Exercise
Count the lines in the records below that contain the string "inside". Give only the number.

[Stored items]
· · · · · · ·
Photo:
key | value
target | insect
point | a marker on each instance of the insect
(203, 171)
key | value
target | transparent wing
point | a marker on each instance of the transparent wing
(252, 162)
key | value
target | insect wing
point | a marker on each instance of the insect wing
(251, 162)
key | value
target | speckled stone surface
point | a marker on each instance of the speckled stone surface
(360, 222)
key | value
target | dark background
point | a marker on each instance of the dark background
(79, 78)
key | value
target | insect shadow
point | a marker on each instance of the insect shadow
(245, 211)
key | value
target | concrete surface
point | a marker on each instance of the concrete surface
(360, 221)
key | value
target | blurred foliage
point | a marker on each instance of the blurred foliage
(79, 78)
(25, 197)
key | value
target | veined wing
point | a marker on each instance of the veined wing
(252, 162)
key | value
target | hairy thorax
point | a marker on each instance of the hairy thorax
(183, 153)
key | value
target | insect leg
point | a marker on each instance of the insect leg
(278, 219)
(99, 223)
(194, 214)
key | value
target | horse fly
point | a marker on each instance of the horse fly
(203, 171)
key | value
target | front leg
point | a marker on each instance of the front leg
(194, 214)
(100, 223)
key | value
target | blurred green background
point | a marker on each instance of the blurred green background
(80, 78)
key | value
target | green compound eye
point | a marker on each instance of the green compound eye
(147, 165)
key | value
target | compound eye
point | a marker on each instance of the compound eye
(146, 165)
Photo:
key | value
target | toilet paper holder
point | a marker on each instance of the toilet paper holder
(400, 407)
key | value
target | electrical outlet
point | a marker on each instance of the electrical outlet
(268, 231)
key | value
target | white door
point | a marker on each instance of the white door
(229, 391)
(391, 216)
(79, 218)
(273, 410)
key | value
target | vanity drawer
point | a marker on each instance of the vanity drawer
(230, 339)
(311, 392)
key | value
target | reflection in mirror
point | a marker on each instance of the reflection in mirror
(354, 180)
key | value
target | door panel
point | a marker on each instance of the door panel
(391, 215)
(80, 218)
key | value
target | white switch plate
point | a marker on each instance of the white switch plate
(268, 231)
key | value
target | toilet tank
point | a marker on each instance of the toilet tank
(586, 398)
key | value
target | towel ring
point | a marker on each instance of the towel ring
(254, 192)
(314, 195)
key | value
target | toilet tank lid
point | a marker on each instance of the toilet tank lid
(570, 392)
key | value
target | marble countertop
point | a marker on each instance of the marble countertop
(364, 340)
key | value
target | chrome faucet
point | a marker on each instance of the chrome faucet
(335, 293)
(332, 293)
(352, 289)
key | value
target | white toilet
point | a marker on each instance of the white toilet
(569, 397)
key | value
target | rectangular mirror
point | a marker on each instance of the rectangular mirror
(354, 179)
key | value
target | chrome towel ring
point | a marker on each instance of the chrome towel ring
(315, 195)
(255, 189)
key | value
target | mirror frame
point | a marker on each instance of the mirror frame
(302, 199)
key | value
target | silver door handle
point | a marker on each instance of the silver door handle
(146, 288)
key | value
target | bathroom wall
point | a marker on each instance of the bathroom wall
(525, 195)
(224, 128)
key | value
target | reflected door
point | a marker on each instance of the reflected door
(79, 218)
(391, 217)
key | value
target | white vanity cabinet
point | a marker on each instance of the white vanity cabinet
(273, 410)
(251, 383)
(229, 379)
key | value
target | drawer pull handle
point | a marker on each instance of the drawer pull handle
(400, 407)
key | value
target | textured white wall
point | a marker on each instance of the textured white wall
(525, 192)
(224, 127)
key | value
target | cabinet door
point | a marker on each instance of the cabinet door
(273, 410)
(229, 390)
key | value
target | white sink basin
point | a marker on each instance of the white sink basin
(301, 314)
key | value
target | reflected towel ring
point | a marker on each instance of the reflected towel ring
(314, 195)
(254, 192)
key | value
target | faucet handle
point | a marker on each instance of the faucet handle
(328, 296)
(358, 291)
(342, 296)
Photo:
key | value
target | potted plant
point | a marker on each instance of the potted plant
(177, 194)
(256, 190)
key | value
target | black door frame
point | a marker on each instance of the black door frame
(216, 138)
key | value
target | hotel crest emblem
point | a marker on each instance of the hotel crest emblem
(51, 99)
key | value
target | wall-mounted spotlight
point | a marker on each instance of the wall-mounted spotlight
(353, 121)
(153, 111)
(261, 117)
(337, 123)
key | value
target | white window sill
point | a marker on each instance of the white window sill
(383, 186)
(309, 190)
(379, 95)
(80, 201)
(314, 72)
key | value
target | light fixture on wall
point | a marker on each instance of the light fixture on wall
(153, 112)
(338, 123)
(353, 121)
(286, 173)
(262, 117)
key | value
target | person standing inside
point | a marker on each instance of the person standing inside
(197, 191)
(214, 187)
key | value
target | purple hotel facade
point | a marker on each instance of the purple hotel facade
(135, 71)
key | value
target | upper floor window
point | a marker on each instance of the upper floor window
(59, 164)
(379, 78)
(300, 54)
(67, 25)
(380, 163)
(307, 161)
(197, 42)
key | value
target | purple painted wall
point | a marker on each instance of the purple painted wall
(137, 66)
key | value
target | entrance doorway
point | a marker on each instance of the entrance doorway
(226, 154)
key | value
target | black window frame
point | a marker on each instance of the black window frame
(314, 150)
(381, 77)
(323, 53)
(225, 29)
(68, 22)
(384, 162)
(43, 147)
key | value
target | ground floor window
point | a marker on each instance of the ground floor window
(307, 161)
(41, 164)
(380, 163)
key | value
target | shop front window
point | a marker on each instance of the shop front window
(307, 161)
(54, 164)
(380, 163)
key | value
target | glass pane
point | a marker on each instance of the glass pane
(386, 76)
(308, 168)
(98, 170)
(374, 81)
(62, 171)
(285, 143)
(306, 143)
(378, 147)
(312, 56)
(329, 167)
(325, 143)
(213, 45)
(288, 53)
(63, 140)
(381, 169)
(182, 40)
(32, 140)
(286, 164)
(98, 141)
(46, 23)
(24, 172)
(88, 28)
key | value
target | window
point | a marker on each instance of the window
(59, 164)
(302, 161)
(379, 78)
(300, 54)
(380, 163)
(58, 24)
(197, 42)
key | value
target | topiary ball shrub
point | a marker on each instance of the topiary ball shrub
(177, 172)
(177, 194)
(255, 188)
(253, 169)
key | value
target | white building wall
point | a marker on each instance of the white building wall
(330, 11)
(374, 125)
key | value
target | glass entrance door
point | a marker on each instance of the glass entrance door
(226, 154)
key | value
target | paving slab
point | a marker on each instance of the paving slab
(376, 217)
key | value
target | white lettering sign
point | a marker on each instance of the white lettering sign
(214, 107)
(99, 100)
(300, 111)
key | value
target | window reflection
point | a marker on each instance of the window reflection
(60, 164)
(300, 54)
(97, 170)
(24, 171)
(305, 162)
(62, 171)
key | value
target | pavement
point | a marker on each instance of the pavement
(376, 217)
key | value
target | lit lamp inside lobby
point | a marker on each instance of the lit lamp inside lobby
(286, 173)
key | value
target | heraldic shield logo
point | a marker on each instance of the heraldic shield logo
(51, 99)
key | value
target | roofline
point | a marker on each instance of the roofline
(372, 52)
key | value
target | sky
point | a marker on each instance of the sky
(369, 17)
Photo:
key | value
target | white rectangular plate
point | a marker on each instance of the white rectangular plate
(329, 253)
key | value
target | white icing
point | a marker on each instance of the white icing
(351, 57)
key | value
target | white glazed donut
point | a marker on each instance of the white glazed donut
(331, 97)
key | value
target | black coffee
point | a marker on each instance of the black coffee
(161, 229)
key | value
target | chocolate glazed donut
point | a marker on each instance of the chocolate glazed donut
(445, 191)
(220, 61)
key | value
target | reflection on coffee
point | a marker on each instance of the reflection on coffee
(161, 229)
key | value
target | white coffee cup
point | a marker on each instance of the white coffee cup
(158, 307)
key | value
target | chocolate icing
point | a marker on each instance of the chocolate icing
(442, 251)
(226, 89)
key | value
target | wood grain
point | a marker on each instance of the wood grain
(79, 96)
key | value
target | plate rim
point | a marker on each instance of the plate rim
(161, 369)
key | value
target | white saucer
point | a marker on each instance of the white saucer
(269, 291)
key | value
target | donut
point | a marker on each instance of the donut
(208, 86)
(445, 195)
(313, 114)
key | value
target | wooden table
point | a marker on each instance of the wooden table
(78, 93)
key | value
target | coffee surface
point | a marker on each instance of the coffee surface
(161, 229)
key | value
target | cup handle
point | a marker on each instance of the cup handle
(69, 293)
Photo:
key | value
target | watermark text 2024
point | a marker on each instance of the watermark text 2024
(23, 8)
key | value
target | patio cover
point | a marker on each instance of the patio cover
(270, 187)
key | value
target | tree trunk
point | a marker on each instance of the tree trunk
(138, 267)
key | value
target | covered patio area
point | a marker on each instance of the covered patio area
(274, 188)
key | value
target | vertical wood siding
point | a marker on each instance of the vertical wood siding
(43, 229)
· · · · · · ·
Expected answer
4